(Stored data entries)
::::

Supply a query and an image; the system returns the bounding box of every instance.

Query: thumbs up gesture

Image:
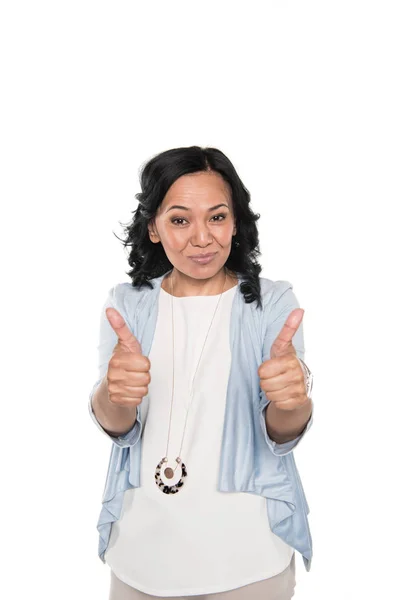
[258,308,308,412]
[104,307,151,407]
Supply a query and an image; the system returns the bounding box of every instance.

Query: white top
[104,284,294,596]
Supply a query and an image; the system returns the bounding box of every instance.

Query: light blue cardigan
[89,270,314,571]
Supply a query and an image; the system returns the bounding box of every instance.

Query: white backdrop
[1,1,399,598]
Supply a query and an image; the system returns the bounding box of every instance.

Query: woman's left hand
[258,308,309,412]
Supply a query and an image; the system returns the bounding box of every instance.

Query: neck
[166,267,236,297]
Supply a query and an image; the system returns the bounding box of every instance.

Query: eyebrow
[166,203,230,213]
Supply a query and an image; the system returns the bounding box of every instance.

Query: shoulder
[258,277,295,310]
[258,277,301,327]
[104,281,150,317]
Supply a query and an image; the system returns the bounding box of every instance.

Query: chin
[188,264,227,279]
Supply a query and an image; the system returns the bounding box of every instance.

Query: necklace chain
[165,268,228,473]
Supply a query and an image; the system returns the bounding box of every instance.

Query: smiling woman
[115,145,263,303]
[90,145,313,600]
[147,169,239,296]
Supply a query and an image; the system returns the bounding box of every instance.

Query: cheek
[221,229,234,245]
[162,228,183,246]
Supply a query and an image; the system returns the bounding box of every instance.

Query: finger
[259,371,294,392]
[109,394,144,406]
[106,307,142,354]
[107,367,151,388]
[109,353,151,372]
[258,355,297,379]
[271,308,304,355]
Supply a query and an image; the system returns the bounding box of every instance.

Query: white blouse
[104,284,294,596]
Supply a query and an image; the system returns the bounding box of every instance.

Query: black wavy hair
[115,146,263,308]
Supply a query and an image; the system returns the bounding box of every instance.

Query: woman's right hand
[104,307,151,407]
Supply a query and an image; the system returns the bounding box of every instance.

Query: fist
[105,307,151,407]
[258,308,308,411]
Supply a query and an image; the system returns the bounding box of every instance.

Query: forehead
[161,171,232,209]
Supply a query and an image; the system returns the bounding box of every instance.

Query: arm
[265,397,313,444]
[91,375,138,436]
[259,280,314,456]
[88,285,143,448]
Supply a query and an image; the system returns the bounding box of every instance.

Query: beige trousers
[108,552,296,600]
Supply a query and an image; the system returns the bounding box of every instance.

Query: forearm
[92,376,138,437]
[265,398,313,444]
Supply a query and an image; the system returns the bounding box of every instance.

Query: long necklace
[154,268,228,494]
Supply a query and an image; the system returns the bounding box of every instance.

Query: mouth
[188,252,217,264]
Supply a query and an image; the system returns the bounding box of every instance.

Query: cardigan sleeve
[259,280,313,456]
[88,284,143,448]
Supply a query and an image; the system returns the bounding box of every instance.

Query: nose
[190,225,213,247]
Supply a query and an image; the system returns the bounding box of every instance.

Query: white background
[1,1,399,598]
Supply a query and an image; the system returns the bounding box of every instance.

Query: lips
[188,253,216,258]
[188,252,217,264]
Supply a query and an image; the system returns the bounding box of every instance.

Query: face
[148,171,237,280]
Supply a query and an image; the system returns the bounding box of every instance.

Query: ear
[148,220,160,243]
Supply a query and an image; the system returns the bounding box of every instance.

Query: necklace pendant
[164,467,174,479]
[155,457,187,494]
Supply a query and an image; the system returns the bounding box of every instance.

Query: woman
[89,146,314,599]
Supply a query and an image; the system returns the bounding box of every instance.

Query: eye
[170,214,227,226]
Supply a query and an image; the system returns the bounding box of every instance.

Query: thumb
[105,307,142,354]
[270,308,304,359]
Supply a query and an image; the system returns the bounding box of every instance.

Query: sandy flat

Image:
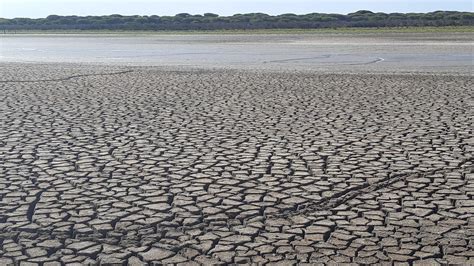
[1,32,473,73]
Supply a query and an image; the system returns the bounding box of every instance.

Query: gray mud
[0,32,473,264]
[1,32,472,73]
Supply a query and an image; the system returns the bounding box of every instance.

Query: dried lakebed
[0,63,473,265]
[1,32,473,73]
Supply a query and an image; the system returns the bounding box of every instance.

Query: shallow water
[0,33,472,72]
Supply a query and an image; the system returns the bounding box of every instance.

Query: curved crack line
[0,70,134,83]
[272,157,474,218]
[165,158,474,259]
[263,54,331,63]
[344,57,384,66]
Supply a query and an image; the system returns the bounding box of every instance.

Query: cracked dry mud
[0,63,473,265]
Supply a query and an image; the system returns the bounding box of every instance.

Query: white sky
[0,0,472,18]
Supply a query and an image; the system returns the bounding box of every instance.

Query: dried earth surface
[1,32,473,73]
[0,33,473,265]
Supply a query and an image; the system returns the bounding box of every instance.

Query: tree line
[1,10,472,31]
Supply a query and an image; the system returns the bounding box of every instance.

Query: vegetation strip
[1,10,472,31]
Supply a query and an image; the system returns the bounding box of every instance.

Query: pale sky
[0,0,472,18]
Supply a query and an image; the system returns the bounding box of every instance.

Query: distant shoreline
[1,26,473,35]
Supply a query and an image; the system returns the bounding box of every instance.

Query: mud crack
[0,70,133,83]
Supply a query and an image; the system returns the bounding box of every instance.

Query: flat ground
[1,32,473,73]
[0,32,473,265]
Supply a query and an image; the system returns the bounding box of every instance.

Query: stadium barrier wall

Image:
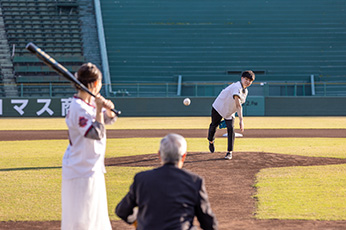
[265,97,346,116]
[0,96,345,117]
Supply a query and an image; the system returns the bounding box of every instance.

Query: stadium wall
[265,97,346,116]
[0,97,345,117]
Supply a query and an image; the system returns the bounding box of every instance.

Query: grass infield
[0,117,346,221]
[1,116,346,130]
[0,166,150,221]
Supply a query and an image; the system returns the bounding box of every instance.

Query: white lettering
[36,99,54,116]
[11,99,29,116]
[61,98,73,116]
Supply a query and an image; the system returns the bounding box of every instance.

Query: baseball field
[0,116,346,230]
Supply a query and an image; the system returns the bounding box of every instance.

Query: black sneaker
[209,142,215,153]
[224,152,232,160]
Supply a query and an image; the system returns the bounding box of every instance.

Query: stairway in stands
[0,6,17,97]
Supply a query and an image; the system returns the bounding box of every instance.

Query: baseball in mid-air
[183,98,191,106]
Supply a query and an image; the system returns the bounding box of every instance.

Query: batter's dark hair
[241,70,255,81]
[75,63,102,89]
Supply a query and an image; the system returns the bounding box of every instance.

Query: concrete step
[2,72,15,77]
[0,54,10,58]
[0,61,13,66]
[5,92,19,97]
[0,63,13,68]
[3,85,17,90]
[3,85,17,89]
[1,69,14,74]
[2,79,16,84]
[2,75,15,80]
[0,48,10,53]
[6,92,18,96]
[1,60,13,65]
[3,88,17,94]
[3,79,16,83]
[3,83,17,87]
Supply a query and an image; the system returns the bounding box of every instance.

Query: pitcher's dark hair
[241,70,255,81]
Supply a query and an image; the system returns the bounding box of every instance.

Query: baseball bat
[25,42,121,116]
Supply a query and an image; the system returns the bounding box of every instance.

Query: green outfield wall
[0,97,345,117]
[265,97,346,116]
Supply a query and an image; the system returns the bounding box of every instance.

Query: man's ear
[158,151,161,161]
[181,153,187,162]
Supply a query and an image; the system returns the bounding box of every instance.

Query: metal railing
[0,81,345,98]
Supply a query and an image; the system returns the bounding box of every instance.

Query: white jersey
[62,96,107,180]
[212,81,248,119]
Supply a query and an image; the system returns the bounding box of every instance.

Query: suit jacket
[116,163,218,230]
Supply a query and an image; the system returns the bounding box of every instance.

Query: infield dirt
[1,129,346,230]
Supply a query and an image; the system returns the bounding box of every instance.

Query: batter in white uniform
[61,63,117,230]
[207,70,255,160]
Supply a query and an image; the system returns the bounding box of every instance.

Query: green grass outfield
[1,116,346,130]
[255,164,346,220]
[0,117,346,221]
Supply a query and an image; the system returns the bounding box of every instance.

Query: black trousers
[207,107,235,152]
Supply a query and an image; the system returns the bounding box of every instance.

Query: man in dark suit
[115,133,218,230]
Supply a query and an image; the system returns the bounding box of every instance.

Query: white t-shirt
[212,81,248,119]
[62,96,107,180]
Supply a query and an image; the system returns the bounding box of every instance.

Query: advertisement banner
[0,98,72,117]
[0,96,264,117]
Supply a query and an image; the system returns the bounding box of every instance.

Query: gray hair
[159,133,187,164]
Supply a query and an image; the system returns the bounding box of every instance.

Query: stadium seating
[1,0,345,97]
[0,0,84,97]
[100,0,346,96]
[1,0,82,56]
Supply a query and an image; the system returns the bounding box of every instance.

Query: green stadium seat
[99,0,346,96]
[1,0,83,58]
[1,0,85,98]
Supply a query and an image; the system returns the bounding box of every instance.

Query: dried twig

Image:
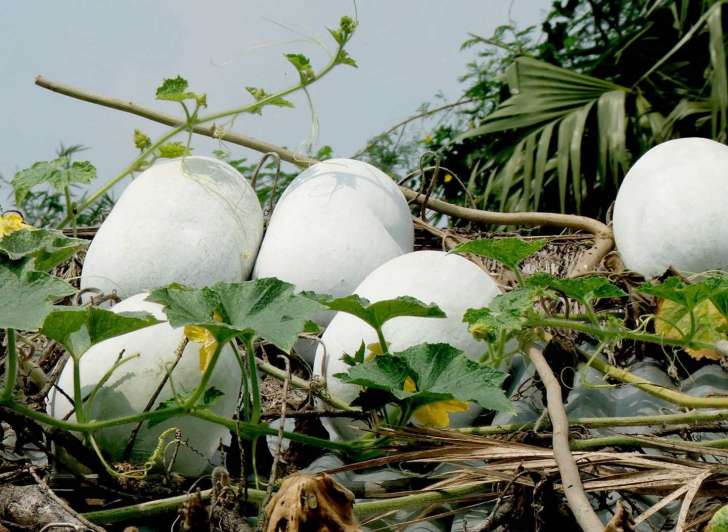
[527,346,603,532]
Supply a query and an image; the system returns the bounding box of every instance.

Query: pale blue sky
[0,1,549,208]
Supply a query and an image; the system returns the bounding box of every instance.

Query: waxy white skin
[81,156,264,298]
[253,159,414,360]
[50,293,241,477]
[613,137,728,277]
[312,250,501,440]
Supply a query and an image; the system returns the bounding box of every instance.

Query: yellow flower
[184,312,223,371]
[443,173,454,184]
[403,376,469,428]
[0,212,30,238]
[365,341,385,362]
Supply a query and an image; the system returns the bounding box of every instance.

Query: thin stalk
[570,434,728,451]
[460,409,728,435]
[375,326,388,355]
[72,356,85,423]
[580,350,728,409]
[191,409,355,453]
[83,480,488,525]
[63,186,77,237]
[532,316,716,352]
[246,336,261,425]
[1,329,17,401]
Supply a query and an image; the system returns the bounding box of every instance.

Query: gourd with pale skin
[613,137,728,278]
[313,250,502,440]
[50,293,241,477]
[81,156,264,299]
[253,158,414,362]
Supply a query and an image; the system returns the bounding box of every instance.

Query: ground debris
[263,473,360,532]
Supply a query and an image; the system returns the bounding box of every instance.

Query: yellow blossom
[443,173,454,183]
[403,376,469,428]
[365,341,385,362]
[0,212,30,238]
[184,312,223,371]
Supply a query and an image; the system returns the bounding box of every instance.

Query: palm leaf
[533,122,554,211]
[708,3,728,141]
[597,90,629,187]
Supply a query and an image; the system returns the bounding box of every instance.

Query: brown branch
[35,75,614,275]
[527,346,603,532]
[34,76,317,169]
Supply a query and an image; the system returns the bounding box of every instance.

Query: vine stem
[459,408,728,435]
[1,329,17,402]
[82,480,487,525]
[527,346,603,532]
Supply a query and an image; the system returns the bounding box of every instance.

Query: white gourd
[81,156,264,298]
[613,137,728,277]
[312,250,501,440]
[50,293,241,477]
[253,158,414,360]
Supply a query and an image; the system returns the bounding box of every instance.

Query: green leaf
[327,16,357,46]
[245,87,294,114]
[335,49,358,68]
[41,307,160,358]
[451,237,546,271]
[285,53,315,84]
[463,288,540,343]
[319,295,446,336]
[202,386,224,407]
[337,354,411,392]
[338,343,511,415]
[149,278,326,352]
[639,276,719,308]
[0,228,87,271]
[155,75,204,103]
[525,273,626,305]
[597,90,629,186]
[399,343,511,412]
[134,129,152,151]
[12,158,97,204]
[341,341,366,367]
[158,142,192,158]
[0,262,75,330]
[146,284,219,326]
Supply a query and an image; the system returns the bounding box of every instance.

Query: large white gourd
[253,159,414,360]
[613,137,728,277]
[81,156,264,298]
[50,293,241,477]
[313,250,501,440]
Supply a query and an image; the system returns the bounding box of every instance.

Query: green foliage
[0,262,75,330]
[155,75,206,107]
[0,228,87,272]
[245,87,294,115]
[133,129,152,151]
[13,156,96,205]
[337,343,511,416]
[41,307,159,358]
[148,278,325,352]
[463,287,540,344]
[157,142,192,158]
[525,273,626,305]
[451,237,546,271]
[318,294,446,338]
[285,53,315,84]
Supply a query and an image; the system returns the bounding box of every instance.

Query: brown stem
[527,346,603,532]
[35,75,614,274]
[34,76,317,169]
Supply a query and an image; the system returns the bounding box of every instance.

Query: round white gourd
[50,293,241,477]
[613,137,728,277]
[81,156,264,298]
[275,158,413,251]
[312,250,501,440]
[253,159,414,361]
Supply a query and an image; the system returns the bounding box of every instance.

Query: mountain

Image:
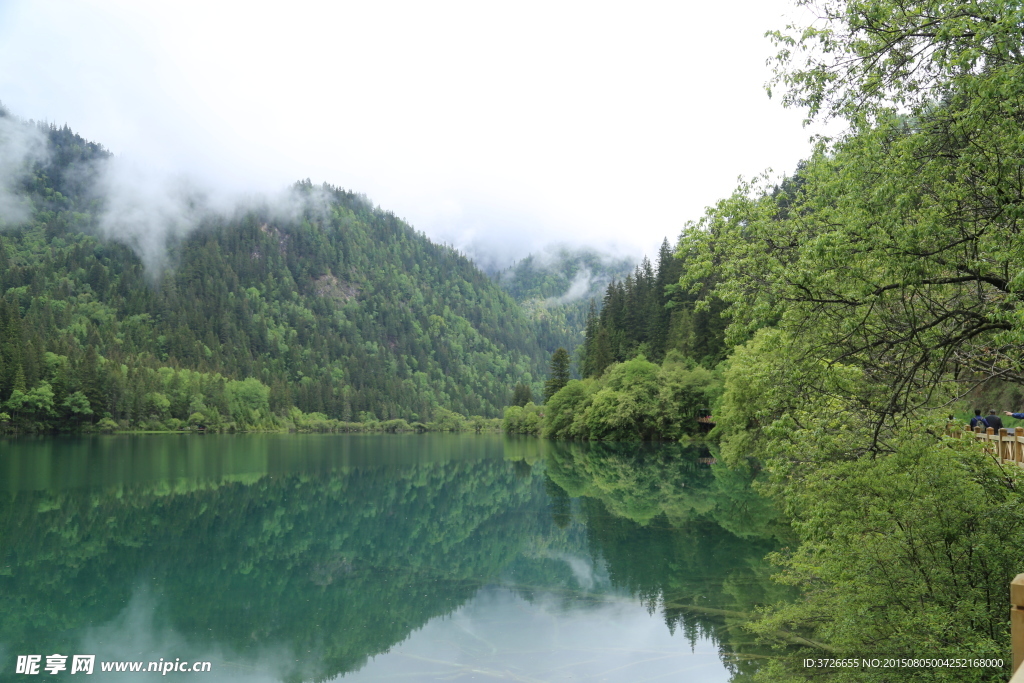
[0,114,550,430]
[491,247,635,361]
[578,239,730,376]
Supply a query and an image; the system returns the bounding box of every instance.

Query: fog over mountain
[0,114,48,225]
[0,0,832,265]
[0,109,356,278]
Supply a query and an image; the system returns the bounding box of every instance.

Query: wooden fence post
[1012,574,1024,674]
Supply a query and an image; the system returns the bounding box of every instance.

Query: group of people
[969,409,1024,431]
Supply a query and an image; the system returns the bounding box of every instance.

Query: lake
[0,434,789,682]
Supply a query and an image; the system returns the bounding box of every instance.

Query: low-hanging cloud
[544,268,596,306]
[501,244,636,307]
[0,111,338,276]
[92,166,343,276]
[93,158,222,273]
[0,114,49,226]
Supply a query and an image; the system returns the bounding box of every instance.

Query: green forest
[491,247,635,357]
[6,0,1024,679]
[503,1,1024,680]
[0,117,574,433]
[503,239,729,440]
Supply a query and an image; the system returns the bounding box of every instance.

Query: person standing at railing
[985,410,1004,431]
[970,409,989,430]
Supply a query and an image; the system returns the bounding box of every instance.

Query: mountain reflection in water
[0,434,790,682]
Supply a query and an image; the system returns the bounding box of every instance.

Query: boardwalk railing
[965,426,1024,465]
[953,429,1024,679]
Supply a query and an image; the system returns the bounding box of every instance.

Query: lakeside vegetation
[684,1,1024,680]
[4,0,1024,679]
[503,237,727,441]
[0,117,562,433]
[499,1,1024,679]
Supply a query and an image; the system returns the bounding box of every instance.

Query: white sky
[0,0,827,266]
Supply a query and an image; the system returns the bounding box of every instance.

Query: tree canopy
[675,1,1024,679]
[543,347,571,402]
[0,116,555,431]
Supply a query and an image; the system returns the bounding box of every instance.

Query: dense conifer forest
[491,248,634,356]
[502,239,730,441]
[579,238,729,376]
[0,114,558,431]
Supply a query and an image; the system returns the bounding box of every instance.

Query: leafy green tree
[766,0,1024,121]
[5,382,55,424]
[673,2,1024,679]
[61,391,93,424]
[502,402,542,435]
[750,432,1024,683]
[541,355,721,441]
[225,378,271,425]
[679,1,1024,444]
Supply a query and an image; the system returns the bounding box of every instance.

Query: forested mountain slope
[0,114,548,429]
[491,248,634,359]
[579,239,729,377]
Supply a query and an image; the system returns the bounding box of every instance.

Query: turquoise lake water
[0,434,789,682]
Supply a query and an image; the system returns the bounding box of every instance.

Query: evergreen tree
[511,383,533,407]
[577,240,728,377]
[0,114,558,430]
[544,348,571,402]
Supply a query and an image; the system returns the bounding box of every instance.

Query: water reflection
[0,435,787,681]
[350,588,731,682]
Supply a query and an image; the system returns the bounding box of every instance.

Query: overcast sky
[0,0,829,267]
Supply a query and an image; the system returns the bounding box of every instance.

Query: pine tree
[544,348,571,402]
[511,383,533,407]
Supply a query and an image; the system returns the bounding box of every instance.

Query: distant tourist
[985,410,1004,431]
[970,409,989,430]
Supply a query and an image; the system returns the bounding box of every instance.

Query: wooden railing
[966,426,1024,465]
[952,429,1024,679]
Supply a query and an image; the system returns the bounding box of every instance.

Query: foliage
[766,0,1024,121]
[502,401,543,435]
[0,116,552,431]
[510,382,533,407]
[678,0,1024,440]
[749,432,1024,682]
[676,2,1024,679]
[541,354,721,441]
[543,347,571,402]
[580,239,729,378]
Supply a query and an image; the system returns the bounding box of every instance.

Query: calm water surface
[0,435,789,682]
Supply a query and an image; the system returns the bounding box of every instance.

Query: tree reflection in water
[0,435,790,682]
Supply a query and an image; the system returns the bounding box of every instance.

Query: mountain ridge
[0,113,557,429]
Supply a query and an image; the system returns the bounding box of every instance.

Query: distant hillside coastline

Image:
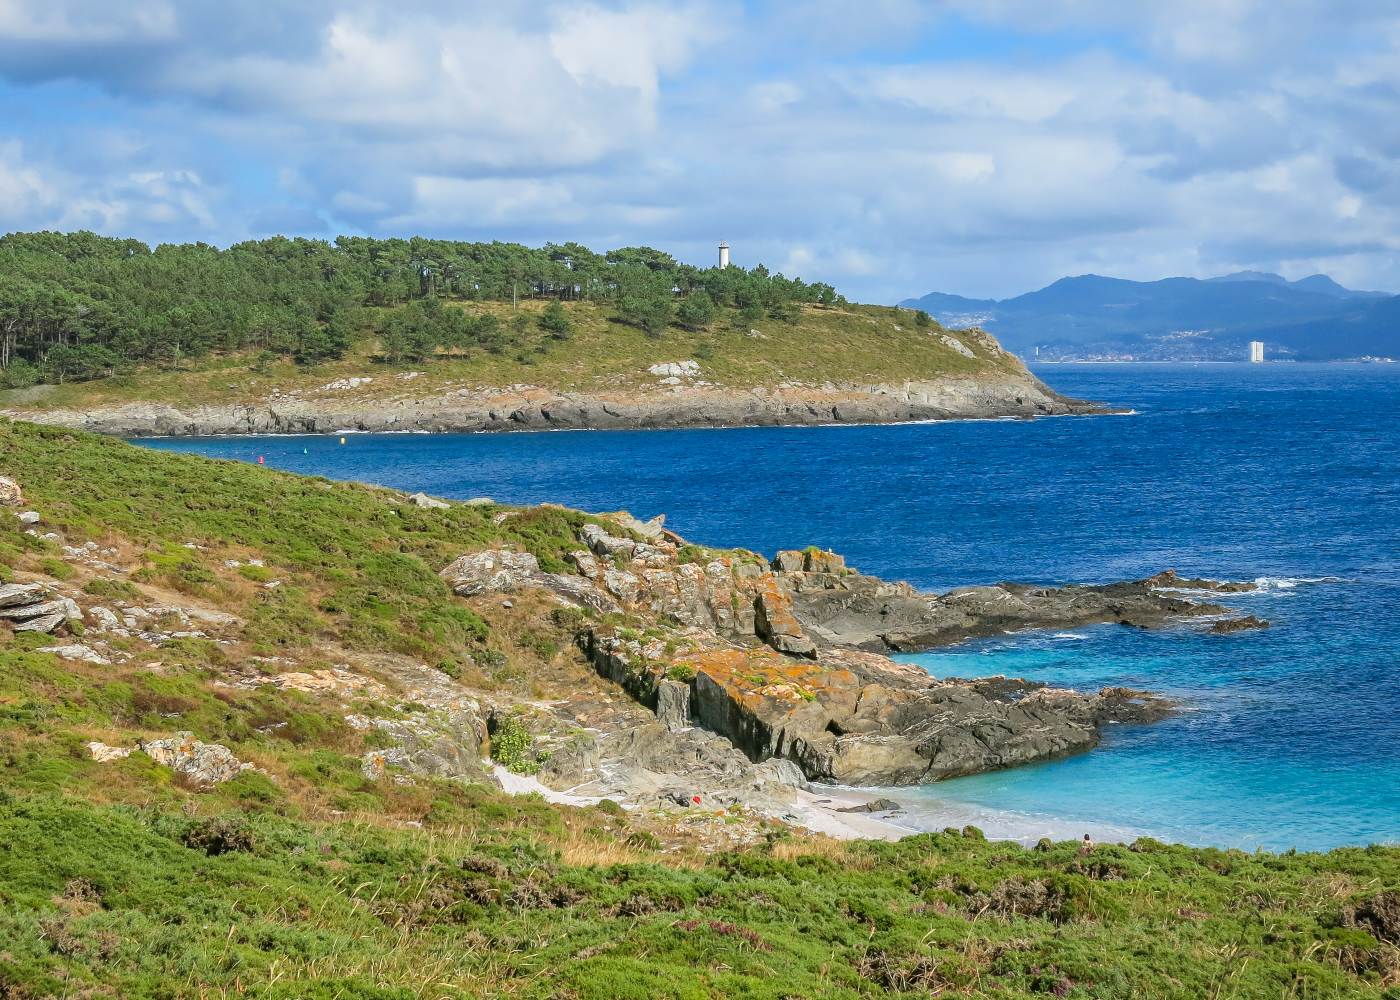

::::

● GOAL OF THE EXERCISE:
Reproduce exactly, with every picture left out, the lines from the one that contains "Query: calm water surface" to the final line of the records above.

● THE ANSWER:
Query: calm water surface
[0,435,789,682]
Supply a query and an image; the system returns the bounding box of every instance.

Query: tree reflection in water
[0,435,790,682]
Supply a query and an image; the system returns the bounding box of every instance.

Query: mountain ridge
[0,113,557,429]
Supply a query and an image; the system returns the bounding box of every instance.

Query: distant hillside coastline

Image:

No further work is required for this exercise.